Point-based annotation data
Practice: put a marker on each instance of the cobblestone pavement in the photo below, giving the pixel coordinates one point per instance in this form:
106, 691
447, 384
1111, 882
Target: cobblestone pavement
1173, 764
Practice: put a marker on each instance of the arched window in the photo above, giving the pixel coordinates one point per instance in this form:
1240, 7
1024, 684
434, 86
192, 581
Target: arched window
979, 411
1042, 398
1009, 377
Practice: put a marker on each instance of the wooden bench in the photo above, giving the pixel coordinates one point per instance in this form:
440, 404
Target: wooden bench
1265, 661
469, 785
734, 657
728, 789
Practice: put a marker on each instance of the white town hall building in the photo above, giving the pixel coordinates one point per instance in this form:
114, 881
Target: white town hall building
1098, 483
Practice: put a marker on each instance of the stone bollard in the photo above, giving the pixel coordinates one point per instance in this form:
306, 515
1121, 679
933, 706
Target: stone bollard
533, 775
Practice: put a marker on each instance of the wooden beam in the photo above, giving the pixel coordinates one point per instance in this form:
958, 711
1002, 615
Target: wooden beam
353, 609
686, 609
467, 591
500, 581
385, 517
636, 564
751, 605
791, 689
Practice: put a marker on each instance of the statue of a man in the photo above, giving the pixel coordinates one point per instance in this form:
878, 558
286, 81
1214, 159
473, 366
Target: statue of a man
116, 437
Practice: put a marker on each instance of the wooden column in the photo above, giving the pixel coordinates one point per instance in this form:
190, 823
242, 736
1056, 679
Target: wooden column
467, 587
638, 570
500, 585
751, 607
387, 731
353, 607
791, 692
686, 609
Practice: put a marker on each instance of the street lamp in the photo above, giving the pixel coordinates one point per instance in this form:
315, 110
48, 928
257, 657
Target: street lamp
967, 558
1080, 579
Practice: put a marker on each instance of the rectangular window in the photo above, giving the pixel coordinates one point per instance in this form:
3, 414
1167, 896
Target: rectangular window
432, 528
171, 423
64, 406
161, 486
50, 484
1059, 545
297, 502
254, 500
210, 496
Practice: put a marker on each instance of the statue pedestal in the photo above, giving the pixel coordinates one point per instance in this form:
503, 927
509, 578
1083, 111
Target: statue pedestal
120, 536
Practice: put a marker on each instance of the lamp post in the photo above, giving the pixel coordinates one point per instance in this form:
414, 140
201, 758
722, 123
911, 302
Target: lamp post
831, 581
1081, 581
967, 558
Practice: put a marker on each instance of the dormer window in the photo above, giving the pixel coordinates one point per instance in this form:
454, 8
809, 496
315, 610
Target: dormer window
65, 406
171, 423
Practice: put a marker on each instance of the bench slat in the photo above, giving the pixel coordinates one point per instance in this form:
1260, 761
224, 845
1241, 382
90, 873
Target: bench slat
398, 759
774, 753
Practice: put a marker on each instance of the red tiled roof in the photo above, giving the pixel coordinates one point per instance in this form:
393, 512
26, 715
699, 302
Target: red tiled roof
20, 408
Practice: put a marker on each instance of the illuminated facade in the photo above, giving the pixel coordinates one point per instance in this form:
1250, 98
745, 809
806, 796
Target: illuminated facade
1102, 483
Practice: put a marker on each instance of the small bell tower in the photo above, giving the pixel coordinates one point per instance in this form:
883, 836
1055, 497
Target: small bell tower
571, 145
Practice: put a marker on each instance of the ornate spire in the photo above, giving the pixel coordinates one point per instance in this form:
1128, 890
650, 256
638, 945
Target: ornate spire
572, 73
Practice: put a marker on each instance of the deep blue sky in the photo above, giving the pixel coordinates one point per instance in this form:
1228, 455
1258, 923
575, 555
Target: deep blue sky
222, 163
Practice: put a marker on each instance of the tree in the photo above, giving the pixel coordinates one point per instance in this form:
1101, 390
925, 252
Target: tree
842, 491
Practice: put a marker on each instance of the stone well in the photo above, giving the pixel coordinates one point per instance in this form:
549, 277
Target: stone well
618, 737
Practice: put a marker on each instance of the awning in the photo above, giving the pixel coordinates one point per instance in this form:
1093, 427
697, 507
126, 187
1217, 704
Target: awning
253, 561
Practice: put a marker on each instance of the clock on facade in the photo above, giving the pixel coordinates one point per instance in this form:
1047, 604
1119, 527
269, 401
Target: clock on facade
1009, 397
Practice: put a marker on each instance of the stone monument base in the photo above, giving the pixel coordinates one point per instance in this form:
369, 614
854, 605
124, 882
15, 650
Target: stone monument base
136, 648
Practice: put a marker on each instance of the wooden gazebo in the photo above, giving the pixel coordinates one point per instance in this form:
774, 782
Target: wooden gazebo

# What you need to do
Rewrite the records from the line with "Practice: put a marker on each instance of the stone monument" through the end of the records, swapping "gazebo" for "pavilion" and leaving everything else unchanged.

# Problem solution
Practice: put a marker on each instance of the stone monument base in the photo above, giving the pixel coordinates one point per instance in this form:
369, 614
854, 605
124, 882
15, 650
Target: stone monument base
136, 648
Practice: put a marker on each instance of the wooden pavilion in the photo above, giving the pixel coordinates one point per instance in this form:
774, 782
Target: wooden pavilion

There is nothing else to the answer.